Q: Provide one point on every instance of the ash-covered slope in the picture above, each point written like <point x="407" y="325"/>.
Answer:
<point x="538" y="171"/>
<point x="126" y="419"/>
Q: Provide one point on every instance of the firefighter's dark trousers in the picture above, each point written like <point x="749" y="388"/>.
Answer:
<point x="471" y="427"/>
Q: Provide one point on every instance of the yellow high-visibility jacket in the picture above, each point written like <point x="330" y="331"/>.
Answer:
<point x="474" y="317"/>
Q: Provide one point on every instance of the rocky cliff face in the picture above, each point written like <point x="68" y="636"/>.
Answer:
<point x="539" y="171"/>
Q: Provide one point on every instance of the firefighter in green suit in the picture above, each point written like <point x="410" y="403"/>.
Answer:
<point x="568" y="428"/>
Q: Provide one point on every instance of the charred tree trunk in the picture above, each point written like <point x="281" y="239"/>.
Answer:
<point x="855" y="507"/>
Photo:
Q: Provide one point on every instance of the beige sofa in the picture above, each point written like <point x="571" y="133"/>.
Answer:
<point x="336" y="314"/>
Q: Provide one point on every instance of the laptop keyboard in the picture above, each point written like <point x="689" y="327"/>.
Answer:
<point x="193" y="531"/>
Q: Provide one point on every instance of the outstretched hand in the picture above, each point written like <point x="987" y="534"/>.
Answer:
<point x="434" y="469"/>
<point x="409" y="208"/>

-=-=-

Lay out every row above as a JSON list of strings, one string per line, leaving out any blank lines.

• **RESULT FOR THIS EXERCISE**
[
  "Q: Provide one point on every instance of the ash-covered slope in the picture above, each point written like <point x=\"407\" y=\"325\"/>.",
  "Answer:",
  "<point x=\"538\" y=\"171\"/>",
  "<point x=\"126\" y=\"419\"/>",
  "Q: Provide one point on every instance of the firefighter's dark trousers in the picture above, each point written like <point x=\"749\" y=\"388\"/>.",
  "Answer:",
  "<point x=\"471\" y=\"427\"/>",
  "Q: Provide one point on every instance of the yellow high-visibility jacket in the picture above, each point written like <point x=\"330\" y=\"331\"/>.",
  "Answer:",
  "<point x=\"474\" y=\"317\"/>",
  "Q: Provide one point on every instance of the rocky cliff face in the picture above, each point written like <point x=\"68\" y=\"636\"/>.",
  "Answer:",
  "<point x=\"539\" y=\"171\"/>",
  "Q: Provide one point on every instance of the firefighter in green suit in the picture above, each point written like <point x=\"410\" y=\"403\"/>.",
  "Answer:",
  "<point x=\"568\" y=\"428\"/>",
  "Q: Provide one point on every instance of the charred tree trunk in the picture above, each point written like <point x=\"281\" y=\"239\"/>.",
  "Answer:",
  "<point x=\"855\" y=\"507\"/>",
  "Photo:",
  "Q: Provide one point on every instance of the beige sofa in the picture above, each point written like <point x=\"571\" y=\"133\"/>.",
  "Answer:",
  "<point x=\"336\" y=\"314\"/>",
  "Q: Provide one point on every instance of the laptop keyboard in the picture above, each point written like <point x=\"689\" y=\"327\"/>.",
  "Answer:",
  "<point x=\"193\" y=\"531\"/>",
  "Q: Provide one point on every instance of the outstretched hand in the picture above, each point written like <point x=\"987\" y=\"534\"/>.",
  "Answer:",
  "<point x=\"434\" y=\"469\"/>",
  "<point x=\"409\" y=\"208\"/>"
]